WORK REQUIRED:
Leave out the pictures, then return the records word for word.

------------------------------------------------------------

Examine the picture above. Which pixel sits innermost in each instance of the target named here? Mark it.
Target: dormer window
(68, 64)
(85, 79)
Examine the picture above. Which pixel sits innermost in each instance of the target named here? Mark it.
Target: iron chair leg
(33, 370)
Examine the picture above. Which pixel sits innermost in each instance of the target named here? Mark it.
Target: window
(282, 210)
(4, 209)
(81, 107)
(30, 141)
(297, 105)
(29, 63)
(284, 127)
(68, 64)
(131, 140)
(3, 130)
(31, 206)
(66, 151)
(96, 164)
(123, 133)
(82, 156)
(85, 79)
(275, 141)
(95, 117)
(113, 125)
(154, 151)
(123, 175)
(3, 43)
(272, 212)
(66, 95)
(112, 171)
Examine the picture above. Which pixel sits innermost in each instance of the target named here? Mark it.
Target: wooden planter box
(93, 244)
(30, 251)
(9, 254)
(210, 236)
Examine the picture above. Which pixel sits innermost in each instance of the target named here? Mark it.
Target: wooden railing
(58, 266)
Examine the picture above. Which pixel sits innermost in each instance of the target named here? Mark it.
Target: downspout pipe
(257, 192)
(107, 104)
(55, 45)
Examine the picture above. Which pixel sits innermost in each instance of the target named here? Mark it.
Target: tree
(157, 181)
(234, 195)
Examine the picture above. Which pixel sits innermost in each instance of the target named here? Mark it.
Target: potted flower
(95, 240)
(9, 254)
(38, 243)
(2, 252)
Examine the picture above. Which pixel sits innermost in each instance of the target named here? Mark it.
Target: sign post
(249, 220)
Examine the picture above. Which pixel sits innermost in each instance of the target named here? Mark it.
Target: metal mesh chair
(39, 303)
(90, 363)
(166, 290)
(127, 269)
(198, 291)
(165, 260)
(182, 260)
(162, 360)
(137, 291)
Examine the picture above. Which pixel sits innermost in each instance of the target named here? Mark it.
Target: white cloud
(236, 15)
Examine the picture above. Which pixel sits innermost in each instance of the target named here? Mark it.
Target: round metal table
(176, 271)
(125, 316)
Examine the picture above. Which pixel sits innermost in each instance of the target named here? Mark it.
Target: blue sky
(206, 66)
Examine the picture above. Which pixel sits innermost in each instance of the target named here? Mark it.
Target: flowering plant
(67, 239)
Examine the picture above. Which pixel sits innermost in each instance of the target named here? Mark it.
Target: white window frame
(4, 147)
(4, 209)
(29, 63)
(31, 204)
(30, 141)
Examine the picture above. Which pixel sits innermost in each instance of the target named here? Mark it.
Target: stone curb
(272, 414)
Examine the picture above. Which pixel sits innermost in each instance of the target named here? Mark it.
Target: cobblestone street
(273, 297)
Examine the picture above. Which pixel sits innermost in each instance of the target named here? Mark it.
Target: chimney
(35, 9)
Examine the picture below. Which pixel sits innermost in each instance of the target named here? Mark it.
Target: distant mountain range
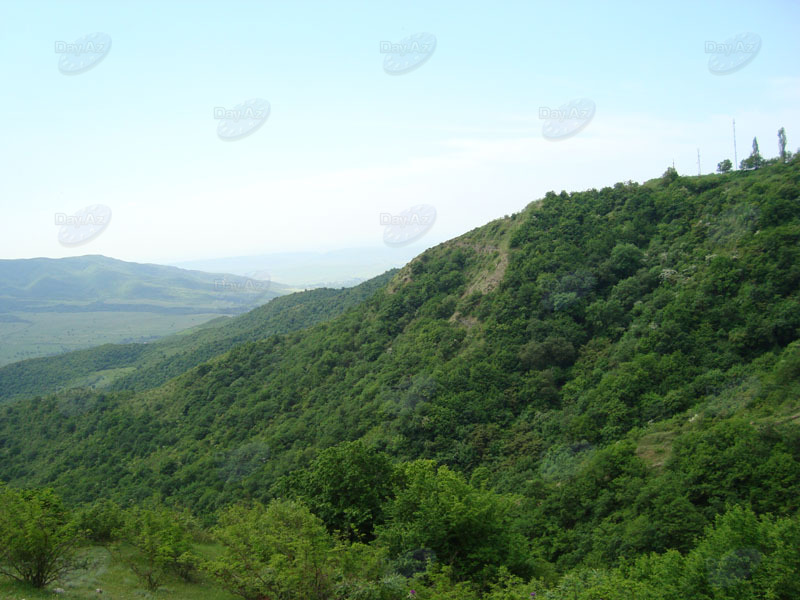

------------------------------------------------------------

YOUR SOLUTION:
Examine the picture above. Which pixel sits innermost in each instance of the target named here? Mark it.
Target: dormer window
(68, 64)
(85, 79)
Examine the picture above. Which pixel sits innermost in each instance of the target named here? Mark it.
Target: iron chair leg
(33, 370)
Examine the picture above. Which pixel sits innermost in each instance of the target named here? Mark it.
Target: window
(282, 210)
(4, 209)
(81, 107)
(30, 141)
(297, 105)
(29, 63)
(284, 127)
(68, 64)
(131, 140)
(3, 130)
(31, 206)
(66, 151)
(96, 164)
(123, 133)
(82, 156)
(85, 79)
(275, 141)
(95, 117)
(113, 125)
(154, 151)
(123, 175)
(3, 43)
(272, 212)
(66, 95)
(112, 171)
Examine the picture above. Which pixel sits innermost in each instance of the target named here? Mark it.
Target: wooden planter box
(93, 244)
(30, 251)
(9, 254)
(210, 236)
Examine the picture above. Which pixel sits innermost in each instance of the target named here? Mark it.
Target: wooden railing
(58, 266)
Examine the picture above. Which pixel sits innermost in each instance of the target named here? Mark it.
Target: downspout pipe
(257, 192)
(107, 104)
(55, 45)
Examine the picture above. Which pixel sits innermost in each instance of the target named here? Mark it.
Target: tree
(157, 181)
(234, 195)
Examine the picture above. Which pixel sits innermost in each instance of the target named here? Mark it.
Target: potted flower
(95, 240)
(9, 254)
(38, 243)
(2, 252)
Examine the picture above. Which pixel sits innermost in each instance of the target named here? Mark it.
Target: sign post
(249, 220)
Examine the picture above. Which pixel sits innermost in each instance of the target named here? Mark it.
Target: metal mesh chair
(39, 303)
(90, 363)
(166, 290)
(127, 269)
(198, 291)
(165, 260)
(182, 260)
(162, 360)
(137, 291)
Examine the picture above. Which pixel sits innermost in each instance of the target named here? Mark it.
Target: white cloud
(236, 15)
Examine the picture above. Which pixel sits innermost in each instance of the target named here? Mark it.
Target: round metal table
(176, 271)
(125, 316)
Examine the picture above. Which pixel sits innermost in each instance of the target named here? Mark it.
Target: blue sky
(206, 66)
Examine the picture above. Which pixel sits innermost in each instance of the target named here? Mark it.
Target: flowering plant
(67, 239)
Examine the picture above. Which pixel sits innermost in each instance of the target named here? Mark it.
Target: white window frame
(4, 147)
(4, 209)
(29, 63)
(31, 204)
(30, 141)
Examine the picture above. Which pixel sits innermost in each instance of the target named here? Mark it.
Target: stone curb
(272, 414)
Examine the picture above. Which pixel sits innermost in each instance of the target named here? Mark it.
Target: cobblestone street
(273, 297)
Examine the picture above. Which pixel sits innermost in each instance of the target named here? Mark it.
Target: chimney
(35, 9)
Examine the picture below. Which pixel sits innermost in each instance of the target named here? Mark it.
Target: distant mountain range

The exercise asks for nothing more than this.